[Description of the task]
In the listing below, report how many lines include the string "balcony", giving only that number.

◇ ◇ ◇ ◇

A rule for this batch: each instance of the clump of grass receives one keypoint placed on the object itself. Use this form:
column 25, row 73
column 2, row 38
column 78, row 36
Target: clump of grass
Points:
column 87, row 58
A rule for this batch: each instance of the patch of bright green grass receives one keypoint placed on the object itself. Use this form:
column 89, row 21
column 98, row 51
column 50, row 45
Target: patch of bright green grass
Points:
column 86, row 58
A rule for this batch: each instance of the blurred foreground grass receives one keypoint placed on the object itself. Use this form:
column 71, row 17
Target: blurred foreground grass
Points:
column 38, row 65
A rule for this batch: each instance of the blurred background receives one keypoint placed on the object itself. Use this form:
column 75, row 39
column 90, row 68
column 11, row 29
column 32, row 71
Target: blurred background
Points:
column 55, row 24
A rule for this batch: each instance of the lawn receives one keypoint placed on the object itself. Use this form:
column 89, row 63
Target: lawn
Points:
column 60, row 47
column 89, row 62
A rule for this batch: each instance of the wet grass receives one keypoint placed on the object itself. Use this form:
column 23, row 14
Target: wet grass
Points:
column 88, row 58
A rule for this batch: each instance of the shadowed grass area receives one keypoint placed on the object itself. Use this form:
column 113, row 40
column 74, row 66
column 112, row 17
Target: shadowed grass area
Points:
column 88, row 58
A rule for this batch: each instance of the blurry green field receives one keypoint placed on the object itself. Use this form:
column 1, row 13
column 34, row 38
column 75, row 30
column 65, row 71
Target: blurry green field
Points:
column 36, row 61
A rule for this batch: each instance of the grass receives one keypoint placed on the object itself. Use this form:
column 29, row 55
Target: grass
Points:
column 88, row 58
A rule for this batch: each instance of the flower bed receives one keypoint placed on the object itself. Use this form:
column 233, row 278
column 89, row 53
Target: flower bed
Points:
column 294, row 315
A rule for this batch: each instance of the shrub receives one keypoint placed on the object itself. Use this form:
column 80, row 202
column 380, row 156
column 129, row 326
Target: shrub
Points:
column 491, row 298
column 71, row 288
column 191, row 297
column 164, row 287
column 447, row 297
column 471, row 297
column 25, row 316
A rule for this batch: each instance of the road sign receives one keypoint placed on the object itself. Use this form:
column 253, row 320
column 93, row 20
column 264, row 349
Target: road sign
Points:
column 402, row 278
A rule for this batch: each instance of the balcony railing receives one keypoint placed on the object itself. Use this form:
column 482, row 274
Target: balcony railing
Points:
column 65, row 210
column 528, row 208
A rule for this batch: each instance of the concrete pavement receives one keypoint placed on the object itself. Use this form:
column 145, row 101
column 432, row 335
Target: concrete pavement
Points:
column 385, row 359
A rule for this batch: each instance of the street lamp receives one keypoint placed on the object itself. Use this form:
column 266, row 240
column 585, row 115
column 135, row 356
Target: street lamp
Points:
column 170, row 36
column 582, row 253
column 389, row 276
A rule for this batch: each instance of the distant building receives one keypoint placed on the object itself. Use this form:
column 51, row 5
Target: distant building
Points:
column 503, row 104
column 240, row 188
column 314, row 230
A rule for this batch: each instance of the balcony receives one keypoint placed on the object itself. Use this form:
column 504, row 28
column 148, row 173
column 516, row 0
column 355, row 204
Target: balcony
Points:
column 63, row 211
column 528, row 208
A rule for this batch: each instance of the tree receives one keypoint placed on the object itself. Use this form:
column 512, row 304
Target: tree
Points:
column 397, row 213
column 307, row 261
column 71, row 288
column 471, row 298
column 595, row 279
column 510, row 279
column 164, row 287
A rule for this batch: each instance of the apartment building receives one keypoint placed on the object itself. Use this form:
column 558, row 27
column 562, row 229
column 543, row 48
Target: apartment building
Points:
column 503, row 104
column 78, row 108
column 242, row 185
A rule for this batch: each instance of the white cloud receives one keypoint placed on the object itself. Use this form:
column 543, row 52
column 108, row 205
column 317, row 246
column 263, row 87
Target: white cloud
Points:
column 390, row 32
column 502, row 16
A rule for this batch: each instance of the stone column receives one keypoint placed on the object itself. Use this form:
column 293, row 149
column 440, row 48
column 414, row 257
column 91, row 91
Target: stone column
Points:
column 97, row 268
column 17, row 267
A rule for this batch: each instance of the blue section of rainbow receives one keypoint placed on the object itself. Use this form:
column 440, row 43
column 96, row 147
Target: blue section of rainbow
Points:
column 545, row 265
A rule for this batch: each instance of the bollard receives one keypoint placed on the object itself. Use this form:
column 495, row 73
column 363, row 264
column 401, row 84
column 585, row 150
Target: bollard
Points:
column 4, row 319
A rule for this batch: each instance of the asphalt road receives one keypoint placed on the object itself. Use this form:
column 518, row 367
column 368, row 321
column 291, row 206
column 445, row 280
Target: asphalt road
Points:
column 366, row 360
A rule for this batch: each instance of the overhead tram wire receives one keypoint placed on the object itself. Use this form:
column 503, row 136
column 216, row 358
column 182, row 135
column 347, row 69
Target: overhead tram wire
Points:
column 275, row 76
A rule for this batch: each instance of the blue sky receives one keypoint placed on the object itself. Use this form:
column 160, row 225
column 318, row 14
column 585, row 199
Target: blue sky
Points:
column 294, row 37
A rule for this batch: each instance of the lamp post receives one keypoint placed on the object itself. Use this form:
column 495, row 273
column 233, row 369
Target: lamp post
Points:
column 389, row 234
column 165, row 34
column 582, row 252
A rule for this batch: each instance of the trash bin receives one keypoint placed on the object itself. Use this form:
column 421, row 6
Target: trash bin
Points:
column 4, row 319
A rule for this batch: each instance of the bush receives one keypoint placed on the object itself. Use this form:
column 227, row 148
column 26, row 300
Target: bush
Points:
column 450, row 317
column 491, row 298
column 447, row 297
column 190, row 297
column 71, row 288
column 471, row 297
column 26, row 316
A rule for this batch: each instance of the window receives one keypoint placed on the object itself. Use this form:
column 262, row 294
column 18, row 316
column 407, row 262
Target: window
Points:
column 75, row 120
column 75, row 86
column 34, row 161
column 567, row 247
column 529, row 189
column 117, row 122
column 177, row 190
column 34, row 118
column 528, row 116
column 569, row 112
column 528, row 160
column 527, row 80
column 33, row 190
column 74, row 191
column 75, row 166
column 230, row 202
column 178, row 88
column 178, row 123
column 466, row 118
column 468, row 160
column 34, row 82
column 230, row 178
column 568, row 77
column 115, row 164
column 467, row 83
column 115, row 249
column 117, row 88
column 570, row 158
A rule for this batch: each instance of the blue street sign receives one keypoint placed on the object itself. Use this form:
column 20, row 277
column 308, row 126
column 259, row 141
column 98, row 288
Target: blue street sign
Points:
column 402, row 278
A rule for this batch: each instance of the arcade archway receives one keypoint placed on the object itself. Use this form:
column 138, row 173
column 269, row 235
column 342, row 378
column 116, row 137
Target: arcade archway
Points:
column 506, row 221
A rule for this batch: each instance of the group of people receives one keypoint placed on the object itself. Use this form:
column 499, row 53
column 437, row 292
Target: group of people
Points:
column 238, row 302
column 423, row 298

◇ ◇ ◇ ◇

[Output of the task]
4